# My Tech Blog



## kalam_gohab (May 4, 2014)

Hey guys, I wanted to know wether my blog is good enough or I need to improve in some fields.
Here is the link of my blog
TechBlazr
And also guys, give me ur opinion on how to Improve SEO and traffic ! 
Thanks.

- - - Updated - - -

BUMP guys !! Need suggestions !


----------



## kalam_gohab (May 5, 2014)

kalam_gohab said:


> Hey guys, I wanted to know wether my blog is good enough or I need to improve in some fields.
> Here is the link of my blog
> TechBlazr
> And also guys, give me ur opinion on how to Improve SEO and traffic !
> ...



BUMP 2 guys !


----------



## Nemesis99 (May 9, 2014)

>write "about" page!!!
>Offer email subscription


----------



## kalam_gohab (May 11, 2014)

Ok thanks for your sugesstion..
I was thinking of buying buying a good domain and then make a new about page and Email subscription ..
+Iam making my new template little minimalist to reduce loading times and also make responsive..
What do you say?


----------



## Roopatg (May 22, 2014)

Your blog is looking good.You can include more tabs for interesting categories like sports,movies etc.


----------



## amjath (May 22, 2014)

Roopatg said:


> Your blog is looking good.You can include more tabs for interesting categories like sports,movies etc.





Sports and movies in tech blog


----------



## Anorion (May 22, 2014)

wow... it's very good. just focus on keeping on writing the content, it's really relevant. 
liked the top game recording software post. 

suggestions, feel free to ignore any : focus a bit on formatting? The periods are joined to the capitals in the next sentence. Get the text alignment to Justify instead of Left align. Include screenshots for everything, or splash screens for everything, not a mix of the two. Have an image for every subhead. Internet likes images. Re-order the sidebar to search, labels, pop post, archive, like, subscribe, newsletter then badge. you have a side bar and a top bar and a bottom bar. take out the redundant things, either have tags in the sidebar or tabs in the top bar, not both.

▶ **Excerpted data**
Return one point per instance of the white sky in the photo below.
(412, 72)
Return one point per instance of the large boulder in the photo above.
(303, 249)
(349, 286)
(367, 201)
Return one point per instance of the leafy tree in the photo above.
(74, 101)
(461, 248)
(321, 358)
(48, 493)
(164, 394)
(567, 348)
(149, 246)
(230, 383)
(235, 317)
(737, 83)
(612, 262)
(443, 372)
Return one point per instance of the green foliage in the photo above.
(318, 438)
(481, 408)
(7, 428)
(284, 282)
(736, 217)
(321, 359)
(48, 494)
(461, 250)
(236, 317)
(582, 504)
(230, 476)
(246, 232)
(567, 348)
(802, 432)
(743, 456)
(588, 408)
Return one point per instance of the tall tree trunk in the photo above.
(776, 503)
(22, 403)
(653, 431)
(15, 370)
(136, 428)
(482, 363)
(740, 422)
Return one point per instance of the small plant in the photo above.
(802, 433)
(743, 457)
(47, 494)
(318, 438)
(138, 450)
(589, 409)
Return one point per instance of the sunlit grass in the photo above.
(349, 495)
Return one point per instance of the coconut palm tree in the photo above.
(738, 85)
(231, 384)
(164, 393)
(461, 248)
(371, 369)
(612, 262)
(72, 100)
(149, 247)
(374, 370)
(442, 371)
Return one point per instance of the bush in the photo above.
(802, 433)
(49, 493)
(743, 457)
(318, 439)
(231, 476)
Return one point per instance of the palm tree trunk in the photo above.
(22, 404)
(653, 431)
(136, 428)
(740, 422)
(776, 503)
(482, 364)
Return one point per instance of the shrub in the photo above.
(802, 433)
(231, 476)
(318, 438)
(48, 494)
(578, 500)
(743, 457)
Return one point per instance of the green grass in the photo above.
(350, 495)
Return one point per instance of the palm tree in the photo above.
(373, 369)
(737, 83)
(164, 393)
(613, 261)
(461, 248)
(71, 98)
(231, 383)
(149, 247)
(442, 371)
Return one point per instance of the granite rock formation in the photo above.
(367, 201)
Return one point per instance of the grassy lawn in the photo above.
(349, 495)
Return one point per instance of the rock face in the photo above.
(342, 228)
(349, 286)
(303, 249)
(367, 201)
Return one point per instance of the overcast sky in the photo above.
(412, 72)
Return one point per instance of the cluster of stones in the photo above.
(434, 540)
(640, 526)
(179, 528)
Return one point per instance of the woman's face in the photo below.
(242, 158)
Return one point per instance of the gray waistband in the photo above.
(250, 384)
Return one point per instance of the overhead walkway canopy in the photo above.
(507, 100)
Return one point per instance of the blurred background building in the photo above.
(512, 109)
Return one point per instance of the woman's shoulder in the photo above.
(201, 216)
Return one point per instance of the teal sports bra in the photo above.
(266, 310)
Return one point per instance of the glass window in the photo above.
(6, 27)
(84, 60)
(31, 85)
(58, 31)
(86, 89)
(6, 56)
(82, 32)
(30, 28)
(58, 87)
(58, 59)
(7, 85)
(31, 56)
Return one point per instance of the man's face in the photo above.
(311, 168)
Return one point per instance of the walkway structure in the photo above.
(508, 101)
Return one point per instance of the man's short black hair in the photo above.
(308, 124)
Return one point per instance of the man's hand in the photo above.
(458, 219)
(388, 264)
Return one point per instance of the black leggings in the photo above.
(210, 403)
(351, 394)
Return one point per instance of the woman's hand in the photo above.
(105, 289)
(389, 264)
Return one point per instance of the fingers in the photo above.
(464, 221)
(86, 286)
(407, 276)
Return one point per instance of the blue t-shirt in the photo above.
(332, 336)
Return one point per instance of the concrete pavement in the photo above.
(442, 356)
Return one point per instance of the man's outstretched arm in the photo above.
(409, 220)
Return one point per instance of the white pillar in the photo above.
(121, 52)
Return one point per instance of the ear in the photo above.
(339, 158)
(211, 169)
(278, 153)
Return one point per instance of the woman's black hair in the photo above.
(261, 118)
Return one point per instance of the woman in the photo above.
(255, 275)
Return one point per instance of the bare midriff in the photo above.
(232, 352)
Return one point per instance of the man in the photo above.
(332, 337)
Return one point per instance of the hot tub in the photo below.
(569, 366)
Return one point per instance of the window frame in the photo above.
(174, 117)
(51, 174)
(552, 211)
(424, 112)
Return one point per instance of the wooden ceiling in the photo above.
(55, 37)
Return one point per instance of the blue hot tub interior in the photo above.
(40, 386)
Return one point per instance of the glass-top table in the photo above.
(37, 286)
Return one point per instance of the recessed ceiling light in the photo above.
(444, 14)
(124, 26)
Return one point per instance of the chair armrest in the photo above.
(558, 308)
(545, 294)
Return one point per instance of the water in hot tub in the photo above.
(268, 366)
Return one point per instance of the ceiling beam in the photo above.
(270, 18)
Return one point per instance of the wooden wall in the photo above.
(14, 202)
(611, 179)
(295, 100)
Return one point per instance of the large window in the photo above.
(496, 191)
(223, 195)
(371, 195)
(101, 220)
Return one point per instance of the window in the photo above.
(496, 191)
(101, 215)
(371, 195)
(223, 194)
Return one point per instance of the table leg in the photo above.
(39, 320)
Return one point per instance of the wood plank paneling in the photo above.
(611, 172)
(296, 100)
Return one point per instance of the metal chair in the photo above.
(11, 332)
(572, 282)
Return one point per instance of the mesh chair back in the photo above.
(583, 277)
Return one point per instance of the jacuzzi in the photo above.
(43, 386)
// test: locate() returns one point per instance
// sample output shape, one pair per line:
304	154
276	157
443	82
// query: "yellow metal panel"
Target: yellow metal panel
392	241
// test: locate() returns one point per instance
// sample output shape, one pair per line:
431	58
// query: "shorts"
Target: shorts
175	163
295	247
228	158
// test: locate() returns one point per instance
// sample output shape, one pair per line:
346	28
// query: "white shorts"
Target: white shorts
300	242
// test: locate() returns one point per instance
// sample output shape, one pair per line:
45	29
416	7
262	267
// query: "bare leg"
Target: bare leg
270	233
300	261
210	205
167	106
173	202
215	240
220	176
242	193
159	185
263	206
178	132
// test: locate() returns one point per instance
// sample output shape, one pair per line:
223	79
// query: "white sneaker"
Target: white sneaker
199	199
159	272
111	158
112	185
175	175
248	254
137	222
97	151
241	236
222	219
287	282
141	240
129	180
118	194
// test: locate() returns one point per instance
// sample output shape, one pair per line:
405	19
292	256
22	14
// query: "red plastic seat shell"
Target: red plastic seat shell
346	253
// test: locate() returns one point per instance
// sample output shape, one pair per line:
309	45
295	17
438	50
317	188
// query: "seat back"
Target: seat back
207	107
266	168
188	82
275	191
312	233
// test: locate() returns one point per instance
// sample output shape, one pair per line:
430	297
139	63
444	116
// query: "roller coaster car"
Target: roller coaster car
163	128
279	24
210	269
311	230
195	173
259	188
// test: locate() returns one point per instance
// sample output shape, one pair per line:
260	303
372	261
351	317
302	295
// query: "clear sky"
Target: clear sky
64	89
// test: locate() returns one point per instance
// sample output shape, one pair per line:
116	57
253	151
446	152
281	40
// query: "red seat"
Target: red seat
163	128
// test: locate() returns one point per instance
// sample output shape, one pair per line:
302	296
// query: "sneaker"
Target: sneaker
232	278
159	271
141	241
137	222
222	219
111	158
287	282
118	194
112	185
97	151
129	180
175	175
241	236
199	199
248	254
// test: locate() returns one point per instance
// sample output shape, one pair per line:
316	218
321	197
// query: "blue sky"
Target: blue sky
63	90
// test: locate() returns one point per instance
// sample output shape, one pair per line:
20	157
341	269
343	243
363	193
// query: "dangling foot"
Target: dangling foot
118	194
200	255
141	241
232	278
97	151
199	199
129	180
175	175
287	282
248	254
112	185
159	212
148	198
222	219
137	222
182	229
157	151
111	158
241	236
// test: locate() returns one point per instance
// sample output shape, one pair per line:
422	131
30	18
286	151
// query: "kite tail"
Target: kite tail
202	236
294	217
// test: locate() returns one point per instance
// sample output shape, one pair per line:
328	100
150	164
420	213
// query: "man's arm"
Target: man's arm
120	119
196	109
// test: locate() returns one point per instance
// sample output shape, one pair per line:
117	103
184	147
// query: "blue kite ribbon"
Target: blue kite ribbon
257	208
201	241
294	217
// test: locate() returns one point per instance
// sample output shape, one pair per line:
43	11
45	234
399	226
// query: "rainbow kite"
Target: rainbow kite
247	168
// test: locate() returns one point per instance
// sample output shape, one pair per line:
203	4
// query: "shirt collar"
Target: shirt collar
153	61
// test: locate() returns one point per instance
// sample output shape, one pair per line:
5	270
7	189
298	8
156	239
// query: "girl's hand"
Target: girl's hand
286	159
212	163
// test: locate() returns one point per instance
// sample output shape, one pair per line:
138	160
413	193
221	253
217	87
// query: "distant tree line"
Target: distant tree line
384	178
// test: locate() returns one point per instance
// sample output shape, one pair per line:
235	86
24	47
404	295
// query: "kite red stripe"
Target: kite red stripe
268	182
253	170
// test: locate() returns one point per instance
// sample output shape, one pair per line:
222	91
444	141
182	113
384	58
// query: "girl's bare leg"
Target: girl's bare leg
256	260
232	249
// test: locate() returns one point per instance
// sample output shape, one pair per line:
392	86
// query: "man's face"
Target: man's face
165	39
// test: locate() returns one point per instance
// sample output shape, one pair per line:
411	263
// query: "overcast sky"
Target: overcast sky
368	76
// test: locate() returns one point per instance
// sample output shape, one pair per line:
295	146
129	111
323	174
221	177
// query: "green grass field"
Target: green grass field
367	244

▶ **Exercises**
1) Reproduce the passage from the blog feedback thread word for word. Begin at the words "Ok thanks for" and stop after "Roopatg (May 22, 2014)".
2) Based on the blog feedback thread, decide whether each statement agrees with it. Answer yes or no, and quote the words that settle it.
(a) Nemesis99 suggested offering an email subscription.
(b) Anorion recommended left-aligned text.
(c) kalam_gohab planned to make the new template heavier, with more features.
3) Write the next part of the blog feedback thread, following on from its final sentence.

▶ **Final results**
1)
Ok thanks for your sugesstion..
I was thinking of buying buying a good domain and then make a new about page and Email subscription ..
+Iam making my new template little minimalist to reduce loading times and also make responsive..
What do you say?


----------



## Roopatg (May 22, 2014)

2)
(a) Yes: ">Offer email subscription"
(b) No: "Get the text alignment to Justify instead of Left align."
(c) No: "+Iam making my new template little minimalist to reduce loading times and also make responsive.."

3)
yes the design could be less cluttered and more minimal, but the content really stands it's own ground, so all other flaws can be easily ignored or are not that imp.


----------



## amjath (May 22, 2014)

kalam_gohab said:


> Hey guys, I wanted to know wether my blog is good enough or I need to improve in some fields.
> Here is the link of my blog
> TechBlazr
> And also guys, give me ur opinion on how to Improve SEO and traffic !
> ...



Blog looks good bro. Few suggestions:

1. Remove Blog Archive.
2. Add "Tip Us" Page.
3. In "Contact Us" at the bottom fix "Send" text in the button.
4. Fix "Contributors" Spelling at the bottom.
5. Subcategories Mobiles and PC like android, windows, ios and Windows Mac Linus respectively.

Will let you know more if I come across anything


----------



## kalam_gohab (May 22, 2014)

Anorion said:


> wow... it's very good. just focus on keeping on writing the content, it's really relevant.
> liked the top game recording software post.
> 
> suggestions, feel free to ignore any : focus a bit on formatting? The periods are joined to the capitals in the next sentence. Get the text alignment to Justify instead of Left align. Include screenshots for everything, or splash screens for everything, not a mix of the two. Have an image for every subhead. Internet likes images. Re-order the sidebar to search, labels, pop post, archive, like, subscribe, newsletter then badge. you have a side bar and a top bar and a bottom bar. take out the redundant things, either have tags in the sidebar or tabs in the top bar, not both.
> ...


 Thank you 

Thanks for your support guys ! love ya all ! 
Iam as of now trying to minimize the appearance of the blog as little as possilbe but can do upto some extent due to SEO.

Suggestions are always welcomed.


----------



## kalam_gohab (May 28, 2014)

Also guys, Check my another blog www.techtrickzone.com

Provide some reviews over it


----------



## Anorion (May 28, 2014)

is that original content? oh ok I get it now, all the posts are not yours
it's ok for the target audience
how many more you have


----------



## kalam_gohab (May 28, 2014)

The blog "TechtrickZone" is my friend's.He is asking me how to improve it  So I came towards you guys..
By the way, trying to make content as good as possible in my blog.


----------



## ankush28 (May 28, 2014)

1- Use original content.
2- Select particular niche. "TECH" is too wide to cover. No one likes random nonsense on blog. Plus niche blogs perform better in ad neworks and marketing due to targeted traffic.
3- Learn LINK-BAIT
4- Find any blogging buddy(add me )
5- Offer newsletter ( i.e. Build your mailing list)
6- Post consistently- I didn't said frequently like 2-3 posts per day but atleast aim for 3 post per week(MINIMUM)
7- Do have an editorial calander so you can ensure that you are not talking about one topic full month.
8- Lastly "Create evergreen content" which will bring traffic to blog everyday.
PS- evergreen content means the piller content for anyblog which never expires. I.e. Informative posts, how-tos, resources....

Some additional tips
Don't care about SEO!!
Double-check before posting.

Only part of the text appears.